From the line containing "Note: for each instance of the warehouse" to the last line of the records below, repeat every line exactly and add nothing else.

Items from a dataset
------------------------------------------------
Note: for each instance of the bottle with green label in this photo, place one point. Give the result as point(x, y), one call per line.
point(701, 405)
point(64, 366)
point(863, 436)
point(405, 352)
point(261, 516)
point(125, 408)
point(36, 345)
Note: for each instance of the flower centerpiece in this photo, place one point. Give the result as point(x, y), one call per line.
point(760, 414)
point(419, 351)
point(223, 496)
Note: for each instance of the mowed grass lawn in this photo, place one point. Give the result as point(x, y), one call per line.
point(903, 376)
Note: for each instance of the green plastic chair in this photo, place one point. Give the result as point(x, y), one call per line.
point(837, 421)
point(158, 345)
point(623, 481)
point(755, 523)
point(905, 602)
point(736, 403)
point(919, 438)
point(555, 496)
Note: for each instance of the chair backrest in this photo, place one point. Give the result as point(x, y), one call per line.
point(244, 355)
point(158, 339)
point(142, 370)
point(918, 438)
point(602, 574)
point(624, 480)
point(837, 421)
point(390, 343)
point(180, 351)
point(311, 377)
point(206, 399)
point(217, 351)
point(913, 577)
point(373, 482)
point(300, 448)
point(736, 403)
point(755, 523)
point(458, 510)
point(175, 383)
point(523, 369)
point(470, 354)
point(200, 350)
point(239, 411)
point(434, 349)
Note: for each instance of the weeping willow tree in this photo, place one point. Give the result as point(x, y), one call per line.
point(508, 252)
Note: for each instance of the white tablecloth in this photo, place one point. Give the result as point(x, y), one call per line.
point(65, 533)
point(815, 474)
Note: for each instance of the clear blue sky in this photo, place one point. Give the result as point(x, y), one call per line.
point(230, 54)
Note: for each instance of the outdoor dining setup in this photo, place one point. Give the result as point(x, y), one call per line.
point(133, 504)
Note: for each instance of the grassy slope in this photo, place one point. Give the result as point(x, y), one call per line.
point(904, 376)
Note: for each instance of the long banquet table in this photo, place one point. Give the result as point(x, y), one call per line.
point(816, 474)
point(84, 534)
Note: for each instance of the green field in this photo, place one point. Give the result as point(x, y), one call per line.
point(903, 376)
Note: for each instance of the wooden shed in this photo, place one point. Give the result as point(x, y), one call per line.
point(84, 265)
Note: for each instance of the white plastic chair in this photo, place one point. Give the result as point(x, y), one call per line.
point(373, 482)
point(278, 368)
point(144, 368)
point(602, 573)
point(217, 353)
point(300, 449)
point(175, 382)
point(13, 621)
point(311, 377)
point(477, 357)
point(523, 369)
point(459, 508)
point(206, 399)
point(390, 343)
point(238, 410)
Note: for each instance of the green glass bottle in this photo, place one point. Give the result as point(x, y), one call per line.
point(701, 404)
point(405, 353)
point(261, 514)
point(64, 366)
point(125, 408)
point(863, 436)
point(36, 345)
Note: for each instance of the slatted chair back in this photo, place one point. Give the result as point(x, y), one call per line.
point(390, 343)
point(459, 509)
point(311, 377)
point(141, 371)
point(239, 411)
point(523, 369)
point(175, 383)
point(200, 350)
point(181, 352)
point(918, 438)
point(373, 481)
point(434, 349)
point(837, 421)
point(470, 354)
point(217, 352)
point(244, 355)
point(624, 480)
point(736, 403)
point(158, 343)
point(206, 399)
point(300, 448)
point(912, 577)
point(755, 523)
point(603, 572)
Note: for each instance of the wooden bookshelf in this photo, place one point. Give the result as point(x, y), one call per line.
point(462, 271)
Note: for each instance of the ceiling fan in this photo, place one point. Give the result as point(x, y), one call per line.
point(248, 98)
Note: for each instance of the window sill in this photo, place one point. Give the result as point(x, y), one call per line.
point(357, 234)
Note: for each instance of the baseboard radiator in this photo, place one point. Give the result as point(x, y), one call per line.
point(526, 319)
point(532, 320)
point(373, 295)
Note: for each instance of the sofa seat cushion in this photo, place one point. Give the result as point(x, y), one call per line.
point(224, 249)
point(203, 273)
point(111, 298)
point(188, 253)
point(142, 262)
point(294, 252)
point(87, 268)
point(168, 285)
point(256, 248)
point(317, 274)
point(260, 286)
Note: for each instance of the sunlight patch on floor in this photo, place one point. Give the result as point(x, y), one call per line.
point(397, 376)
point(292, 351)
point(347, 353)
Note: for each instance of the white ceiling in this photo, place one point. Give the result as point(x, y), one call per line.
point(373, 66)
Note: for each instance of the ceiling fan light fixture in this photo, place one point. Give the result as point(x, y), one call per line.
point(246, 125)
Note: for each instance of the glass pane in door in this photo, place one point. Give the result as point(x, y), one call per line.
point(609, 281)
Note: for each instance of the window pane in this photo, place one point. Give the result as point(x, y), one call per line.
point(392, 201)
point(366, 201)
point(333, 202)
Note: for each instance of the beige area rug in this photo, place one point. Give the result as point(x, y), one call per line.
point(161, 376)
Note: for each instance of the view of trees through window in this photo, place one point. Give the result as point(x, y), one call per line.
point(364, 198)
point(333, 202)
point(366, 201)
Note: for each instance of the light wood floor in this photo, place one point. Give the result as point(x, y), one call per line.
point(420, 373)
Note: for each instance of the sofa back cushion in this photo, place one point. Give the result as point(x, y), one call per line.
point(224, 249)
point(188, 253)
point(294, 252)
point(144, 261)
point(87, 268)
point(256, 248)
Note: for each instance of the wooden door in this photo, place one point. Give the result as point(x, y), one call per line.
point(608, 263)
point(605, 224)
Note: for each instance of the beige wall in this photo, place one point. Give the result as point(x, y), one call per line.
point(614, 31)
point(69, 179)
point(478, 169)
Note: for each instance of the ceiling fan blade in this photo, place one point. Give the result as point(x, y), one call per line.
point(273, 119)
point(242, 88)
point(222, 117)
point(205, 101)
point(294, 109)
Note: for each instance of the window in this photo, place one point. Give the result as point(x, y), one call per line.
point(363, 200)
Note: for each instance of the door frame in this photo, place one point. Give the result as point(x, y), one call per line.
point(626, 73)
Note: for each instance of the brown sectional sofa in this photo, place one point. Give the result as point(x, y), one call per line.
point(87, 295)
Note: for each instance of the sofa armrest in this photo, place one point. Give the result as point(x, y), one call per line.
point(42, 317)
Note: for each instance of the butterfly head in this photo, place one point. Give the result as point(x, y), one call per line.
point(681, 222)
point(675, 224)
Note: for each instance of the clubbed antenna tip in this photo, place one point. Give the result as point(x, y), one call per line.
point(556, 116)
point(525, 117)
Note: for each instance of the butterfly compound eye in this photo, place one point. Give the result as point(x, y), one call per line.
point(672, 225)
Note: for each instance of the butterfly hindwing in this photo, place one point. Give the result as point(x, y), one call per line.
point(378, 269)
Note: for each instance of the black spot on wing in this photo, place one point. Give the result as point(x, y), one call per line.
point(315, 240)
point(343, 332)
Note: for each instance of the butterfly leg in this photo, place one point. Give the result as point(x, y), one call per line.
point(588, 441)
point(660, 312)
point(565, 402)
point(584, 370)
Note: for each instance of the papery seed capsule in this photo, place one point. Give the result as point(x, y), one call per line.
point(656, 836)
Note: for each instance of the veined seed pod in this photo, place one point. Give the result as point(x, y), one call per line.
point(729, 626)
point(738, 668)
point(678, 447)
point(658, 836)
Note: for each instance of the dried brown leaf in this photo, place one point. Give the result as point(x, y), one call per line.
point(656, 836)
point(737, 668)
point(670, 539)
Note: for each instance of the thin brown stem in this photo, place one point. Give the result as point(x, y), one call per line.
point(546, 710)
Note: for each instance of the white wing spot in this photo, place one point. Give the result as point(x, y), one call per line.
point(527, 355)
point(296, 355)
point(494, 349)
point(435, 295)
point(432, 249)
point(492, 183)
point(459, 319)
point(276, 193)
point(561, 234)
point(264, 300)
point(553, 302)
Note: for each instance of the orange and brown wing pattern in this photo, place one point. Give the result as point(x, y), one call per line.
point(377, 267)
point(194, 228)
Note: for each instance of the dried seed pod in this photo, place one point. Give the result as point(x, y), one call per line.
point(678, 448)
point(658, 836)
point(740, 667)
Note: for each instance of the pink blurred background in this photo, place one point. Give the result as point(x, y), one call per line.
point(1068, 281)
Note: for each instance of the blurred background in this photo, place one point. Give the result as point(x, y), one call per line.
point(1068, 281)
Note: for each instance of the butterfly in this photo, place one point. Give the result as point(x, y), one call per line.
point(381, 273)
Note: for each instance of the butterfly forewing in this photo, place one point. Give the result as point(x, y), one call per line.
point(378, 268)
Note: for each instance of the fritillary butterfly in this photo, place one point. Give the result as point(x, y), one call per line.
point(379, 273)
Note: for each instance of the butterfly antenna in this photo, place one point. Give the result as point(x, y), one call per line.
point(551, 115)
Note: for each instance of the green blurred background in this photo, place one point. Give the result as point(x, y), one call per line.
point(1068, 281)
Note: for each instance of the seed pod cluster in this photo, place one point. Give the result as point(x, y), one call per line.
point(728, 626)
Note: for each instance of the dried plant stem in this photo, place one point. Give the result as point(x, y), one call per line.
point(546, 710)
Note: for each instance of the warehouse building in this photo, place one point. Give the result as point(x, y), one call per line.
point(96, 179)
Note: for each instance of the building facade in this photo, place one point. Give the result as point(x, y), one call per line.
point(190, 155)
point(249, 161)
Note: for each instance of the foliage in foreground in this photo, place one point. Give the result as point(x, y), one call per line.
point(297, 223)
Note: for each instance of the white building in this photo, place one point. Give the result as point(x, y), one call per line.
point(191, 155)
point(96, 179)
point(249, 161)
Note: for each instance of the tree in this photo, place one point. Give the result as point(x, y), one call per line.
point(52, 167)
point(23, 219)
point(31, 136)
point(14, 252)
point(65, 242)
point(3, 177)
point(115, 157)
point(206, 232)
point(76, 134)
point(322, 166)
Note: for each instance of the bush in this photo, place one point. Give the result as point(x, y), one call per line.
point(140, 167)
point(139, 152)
------------------------------------------------
• [Reply]:
Note: for each instance of the warehouse building in this photo, place one point. Give the result as point(x, y), one call per line.
point(96, 179)
Note: for each instance of the building facade in this photo, place one point. Give the result as point(x, y), one call per line.
point(190, 155)
point(249, 161)
Note: for each instance of the foliage in foreground in this photo, place one point. Give the result as point(x, y), one call per line.
point(297, 223)
Note: for each instance of the white building in this photo, place one point. Give the result as point(x, y), one call per line.
point(191, 155)
point(96, 179)
point(249, 161)
Note: for each instance of the tree in this photo, place one point. Give the result as point(x, y), one call per line.
point(52, 167)
point(23, 219)
point(31, 136)
point(14, 252)
point(65, 242)
point(3, 177)
point(115, 157)
point(206, 232)
point(76, 134)
point(322, 166)
Note: for each instance of the bush in this photo, place one point. Give the result as point(x, y), one call per line.
point(140, 167)
point(139, 152)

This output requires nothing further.